Request: Reproduce every one of the lines below verbatim, omitting the pictures from your output.

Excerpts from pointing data
--- BEGIN ---

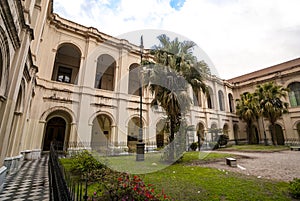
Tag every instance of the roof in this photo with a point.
(272, 69)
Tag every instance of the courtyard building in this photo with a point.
(64, 82)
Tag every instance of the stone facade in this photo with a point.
(61, 81)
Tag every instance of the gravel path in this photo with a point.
(284, 165)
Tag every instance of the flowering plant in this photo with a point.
(127, 187)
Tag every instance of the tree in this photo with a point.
(174, 69)
(271, 106)
(247, 110)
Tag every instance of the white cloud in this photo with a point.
(238, 36)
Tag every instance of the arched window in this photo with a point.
(236, 133)
(67, 63)
(298, 129)
(221, 100)
(134, 80)
(105, 72)
(226, 129)
(294, 94)
(210, 103)
(231, 102)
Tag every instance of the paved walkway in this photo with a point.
(29, 183)
(283, 165)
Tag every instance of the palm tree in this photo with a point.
(269, 96)
(247, 110)
(174, 69)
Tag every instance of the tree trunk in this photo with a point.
(274, 136)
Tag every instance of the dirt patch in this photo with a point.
(283, 165)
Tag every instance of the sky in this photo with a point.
(234, 37)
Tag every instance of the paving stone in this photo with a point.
(31, 182)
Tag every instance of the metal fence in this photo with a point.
(63, 185)
(58, 187)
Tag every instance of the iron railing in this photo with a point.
(58, 187)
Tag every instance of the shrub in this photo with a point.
(294, 188)
(122, 186)
(84, 163)
(223, 140)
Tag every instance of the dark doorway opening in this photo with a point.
(55, 132)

--- END ---

Solution for this exercise:
Tag every instance of the roof in this photo with a point.
(272, 69)
Tag every instance of the courtyard building in this photo with a point.
(64, 82)
Tag every instance of the stone facade in this photo with a point.
(61, 81)
Tag every instance of the gravel path in this photo with a point.
(284, 165)
Tag every instance of the flowering plant in this photo with a point.
(127, 187)
Tag every instance of the tree in this photo with a point.
(174, 69)
(271, 106)
(247, 110)
Tag every instance of the white cloud in this photo with a point.
(238, 36)
Tag every instance of the arched window in this photo with a point.
(236, 133)
(67, 63)
(298, 129)
(221, 100)
(134, 80)
(105, 72)
(226, 129)
(294, 94)
(210, 103)
(231, 102)
Tag every instance of the paved walkway in this photo with a point.
(29, 183)
(283, 165)
Tag every instance of the palm tree in this photo with a point.
(269, 96)
(247, 110)
(174, 69)
Tag every instance of the tree trunk in this photo with a point.
(274, 136)
Tag every instance of the dirt patch in this photo with a point.
(283, 165)
Tag every instance of the sky in this photo with a point.
(234, 37)
Tag every instance of the paving stone in this photo with a point.
(31, 182)
Tag every instance of the metal fence in this photo with a point.
(63, 185)
(58, 187)
Tag every instance of the iron railing in this photo with a point.
(58, 187)
Tag every instance of the shrub in this photo with a point.
(294, 188)
(122, 186)
(84, 163)
(223, 140)
Tag every instance of the dark doorway opening in this photo with a point.
(55, 132)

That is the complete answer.